(TEXT FOR ANALYSIS Opens)
Edit this file to reflect updated SMHI publication guidelines, new HAB reporting requirements, or a change in the preferred language model’s behaviour.

Adding taxa to the lookup table

inst/extdata/taxa_lookup.csv controls how classifier class names are displayed, which taxa are treated as potentially harmful, and which taxa carry a recommended warning level. Each row has:

Column Description
clean_names Classifier class name — must match the .h5 file exactly
name Scientific name shown in plots and reports
sflag Optional qualifier appended to the name (e.g. spp., cf.)
AphiaID WoRMS AphiaID (for reference)
HAB TRUE if the taxon is potentially harmful or toxic
warning_level Recommended alert threshold in cells/L (leave empty if not applicable)
italic TRUE if the name should be italicised (species/genus)

After adding a new taxon row and rebuilding, the taxon will appear in the gallery dropdown, be included in biovolume calculations, and be correctly formatted in reports.

Warning levels

The warning_level column sets a recommended abundance threshold (cells/L, i.e. images/L from the IFCB) above which the taxon should be flagged in the report. When a station’s measured abundance for that taxon meets or exceeds the threshold:

  • The taxon is flagged [WARNING] in the LLM prompt data for that station.
  • The LLM is explicitly instructed to state the actual abundance and the threshold value in the station description and in both summaries (Swedish and English).
  • Warning levels are independent of the HAB flag — a taxon can have a warning level without being flagged as HAB, and vice versa.

Example entry for Dinophysis acuminata (warning at 1 500 cells/L):

clean_names,name,sflag,AphiaID,HAB,warning_level,italic
Dinophysis_acuminata,Dinophysis acuminata,,109684,TRUE,1500,TRUE

Leave warning_level empty (not 0) for taxa where no threshold applies.
(TEXT FOR ANALYSIS Closes)
> _BRIEF A_
According to the text on the taxa lookup table, how can a taxon have a warning level without being flagged as HAB? Answer in one to three sentences.
> _BRIEF B_
List every column that the text on the taxa lookup table names for each row of the file.
> _BRIEF C_
Continue the text on the taxa lookup table, starting after its final sentence.
(LISTED RECORDS Opens)
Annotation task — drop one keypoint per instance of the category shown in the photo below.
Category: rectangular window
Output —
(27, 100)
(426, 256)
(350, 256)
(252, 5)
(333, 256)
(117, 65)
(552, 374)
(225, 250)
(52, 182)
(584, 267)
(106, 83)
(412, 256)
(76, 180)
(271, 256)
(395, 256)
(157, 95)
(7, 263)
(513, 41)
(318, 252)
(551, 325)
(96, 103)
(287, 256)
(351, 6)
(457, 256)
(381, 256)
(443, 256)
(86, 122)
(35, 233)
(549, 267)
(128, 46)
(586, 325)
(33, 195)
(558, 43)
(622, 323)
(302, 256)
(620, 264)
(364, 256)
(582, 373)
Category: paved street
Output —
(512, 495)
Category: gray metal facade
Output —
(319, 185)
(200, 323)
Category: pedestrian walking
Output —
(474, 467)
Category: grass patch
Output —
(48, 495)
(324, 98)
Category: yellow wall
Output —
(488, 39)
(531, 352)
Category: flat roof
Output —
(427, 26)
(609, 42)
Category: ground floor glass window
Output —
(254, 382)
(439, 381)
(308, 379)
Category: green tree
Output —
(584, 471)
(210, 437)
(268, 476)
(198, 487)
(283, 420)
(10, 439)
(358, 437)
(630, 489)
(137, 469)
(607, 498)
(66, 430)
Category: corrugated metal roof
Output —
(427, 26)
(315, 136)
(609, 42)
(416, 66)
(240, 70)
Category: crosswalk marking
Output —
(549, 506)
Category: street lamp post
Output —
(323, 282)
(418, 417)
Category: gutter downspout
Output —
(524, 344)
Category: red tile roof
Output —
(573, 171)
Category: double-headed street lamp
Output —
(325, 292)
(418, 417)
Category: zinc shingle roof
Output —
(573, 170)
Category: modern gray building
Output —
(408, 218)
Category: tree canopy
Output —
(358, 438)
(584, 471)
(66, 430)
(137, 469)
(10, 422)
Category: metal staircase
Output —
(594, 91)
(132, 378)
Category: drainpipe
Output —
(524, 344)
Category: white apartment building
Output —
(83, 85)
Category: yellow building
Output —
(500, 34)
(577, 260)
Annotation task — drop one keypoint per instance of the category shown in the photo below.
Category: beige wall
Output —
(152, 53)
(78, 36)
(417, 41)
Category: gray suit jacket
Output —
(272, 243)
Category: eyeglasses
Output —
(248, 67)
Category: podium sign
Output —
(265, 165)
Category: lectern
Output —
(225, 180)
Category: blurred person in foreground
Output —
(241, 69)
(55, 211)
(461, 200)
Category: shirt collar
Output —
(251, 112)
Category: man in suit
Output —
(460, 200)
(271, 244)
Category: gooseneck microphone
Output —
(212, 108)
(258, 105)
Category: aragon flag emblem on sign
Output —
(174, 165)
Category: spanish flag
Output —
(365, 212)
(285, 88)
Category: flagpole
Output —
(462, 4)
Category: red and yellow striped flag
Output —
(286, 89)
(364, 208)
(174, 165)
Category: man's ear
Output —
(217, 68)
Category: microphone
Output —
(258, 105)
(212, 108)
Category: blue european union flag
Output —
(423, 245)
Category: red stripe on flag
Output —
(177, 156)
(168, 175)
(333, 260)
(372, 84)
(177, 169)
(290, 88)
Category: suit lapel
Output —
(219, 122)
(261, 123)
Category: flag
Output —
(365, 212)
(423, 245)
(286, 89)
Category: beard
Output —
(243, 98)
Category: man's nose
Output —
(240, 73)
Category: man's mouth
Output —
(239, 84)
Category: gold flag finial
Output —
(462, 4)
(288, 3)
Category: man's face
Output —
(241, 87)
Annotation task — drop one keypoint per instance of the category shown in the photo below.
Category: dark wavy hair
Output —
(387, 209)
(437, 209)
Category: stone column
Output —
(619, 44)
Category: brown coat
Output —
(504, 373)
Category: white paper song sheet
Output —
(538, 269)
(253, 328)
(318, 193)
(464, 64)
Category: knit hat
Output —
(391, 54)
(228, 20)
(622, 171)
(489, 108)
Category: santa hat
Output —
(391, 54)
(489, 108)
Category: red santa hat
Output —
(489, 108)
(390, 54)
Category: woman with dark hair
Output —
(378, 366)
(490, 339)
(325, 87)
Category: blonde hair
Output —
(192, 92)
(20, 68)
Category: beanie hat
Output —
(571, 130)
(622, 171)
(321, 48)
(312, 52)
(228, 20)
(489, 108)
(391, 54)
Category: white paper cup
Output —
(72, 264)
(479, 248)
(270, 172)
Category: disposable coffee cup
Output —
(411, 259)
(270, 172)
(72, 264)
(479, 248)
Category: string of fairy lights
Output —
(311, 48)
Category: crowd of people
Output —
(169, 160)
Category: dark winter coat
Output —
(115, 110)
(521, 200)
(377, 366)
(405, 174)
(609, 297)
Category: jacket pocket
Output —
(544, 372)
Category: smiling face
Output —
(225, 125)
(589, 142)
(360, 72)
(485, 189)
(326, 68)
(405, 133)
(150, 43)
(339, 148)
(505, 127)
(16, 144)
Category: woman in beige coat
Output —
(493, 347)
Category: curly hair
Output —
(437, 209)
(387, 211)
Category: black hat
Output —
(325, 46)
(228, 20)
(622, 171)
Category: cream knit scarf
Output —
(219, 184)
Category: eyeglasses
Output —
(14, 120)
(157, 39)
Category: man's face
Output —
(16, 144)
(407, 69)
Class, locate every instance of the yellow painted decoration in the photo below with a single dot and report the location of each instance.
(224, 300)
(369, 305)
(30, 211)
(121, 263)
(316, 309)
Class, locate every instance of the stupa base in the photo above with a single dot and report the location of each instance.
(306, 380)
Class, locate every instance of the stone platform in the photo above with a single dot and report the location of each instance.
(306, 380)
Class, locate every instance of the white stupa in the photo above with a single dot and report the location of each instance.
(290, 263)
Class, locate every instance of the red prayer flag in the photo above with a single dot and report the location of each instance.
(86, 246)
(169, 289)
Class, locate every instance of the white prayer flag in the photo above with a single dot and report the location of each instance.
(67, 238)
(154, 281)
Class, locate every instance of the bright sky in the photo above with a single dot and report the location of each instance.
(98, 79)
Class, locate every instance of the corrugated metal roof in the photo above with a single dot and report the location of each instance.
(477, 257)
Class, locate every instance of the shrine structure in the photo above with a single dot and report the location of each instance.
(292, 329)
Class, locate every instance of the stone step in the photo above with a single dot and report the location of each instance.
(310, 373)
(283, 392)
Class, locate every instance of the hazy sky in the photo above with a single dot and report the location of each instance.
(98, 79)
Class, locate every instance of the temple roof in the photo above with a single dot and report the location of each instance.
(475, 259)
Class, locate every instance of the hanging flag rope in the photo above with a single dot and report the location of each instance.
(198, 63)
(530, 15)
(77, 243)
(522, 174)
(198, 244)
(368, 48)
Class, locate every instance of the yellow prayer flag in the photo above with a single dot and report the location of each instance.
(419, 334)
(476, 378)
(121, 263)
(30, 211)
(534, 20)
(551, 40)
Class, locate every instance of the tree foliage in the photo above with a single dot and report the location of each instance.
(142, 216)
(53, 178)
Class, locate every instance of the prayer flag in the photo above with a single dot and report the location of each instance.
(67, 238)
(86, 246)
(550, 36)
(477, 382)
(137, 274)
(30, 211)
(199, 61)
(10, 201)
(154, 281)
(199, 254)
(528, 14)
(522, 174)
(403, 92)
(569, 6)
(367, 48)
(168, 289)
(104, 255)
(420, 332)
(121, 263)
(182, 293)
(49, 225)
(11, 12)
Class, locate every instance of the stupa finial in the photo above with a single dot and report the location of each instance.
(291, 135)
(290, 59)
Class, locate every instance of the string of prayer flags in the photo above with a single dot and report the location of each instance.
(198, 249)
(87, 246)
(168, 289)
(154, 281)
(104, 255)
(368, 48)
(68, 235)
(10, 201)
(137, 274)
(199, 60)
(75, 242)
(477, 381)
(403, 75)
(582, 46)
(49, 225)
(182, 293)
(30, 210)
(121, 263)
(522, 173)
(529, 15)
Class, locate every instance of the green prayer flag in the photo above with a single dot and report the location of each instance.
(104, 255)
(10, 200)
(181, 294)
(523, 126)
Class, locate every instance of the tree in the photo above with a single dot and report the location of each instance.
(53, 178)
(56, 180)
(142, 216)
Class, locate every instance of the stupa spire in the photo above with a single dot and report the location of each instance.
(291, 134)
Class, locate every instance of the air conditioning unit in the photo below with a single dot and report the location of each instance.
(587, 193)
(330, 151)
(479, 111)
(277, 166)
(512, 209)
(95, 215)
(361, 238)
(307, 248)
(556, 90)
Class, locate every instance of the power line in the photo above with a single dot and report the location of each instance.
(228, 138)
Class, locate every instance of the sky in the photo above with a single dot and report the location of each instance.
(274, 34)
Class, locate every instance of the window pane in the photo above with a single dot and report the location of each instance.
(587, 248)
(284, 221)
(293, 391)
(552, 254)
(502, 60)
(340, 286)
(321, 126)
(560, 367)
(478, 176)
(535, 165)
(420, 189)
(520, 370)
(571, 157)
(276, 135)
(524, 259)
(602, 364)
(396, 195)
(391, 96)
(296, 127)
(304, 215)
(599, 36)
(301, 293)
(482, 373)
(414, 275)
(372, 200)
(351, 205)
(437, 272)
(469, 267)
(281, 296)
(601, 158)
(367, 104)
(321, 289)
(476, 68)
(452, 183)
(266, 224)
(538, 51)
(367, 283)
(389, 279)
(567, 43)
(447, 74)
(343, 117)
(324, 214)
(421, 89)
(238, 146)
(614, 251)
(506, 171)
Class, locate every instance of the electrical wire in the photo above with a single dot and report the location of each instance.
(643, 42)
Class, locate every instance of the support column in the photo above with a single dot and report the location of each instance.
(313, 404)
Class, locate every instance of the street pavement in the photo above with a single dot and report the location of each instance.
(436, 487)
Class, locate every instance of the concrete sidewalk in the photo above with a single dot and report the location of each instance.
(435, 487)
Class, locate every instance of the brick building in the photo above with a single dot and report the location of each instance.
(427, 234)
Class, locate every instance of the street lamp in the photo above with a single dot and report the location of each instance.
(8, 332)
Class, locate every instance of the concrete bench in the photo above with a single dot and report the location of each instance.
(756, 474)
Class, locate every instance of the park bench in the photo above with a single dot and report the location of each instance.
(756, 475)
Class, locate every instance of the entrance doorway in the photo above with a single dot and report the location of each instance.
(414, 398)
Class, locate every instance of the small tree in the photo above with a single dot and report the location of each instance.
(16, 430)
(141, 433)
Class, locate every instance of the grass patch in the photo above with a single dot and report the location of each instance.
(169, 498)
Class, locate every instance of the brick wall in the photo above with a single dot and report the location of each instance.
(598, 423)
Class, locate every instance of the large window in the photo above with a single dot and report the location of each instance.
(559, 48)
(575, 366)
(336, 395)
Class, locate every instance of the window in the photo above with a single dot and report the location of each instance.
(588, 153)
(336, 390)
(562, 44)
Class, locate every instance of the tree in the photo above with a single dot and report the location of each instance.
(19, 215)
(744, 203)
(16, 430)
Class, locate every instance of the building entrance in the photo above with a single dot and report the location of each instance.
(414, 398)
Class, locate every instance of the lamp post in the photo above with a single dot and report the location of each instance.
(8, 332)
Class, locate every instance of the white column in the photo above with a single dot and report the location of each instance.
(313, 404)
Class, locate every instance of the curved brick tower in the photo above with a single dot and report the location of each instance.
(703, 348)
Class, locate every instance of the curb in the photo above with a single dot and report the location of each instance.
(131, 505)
(LISTED RECORDS Closes)
> _EXERCISE ANSWER A_
Warning levels are independent of the HAB flag. The warning_level column sets an abundance threshold separately from the HAB column, so a taxon can have a warning level without being flagged as HAB, and the reverse is also possible.

> _EXERCISE ANSWER B_
clean_names, name, sflag, AphiaID, HAB, warning_level, italic

> _EXERCISE ANSWER C_
Adding stations permanently to the package

Stations fetched from SHARK at runtime are only available on the computer where they were fetched. To bundle a station so it is available on all installations:

For AlgAware spatial bin-matching and the chlorophyll map:

Add a row to inst/stations/algaware_stations.tsv:

"NEW STATION"   "EAST"  "New Stn"
  • STATION_NAME must match the canonical name used in SHARK.
  • COAST is EAST for Baltic Sea or WEST for West Coast.
  • STATION_NAME_SHORT is the label used in plots (keep it short).

For CTD profile and Chl-a time-series panels:

  1. Add the station name to the station_list array in inst/extdata/standard_stations.yaml.
  2. Add a StationName: "Region name" line in the same file. Use one of the existing region names or add a new region (a new region will create a new panel group in the CTD section of the report).

For raw station name synonym resolution:

If the station name as it appears in CNV file headers or LIMS exports differs from the canonical name, add a row to inst/extdata/station_mapper.txt:

NEW STATION RAW SYNONYM NEW STATION

The synonym column is matched case-insensitively. Prefix matching is also applied, so NEW STATION (EXTRA TEXT) will resolve correctly without an explicit entry.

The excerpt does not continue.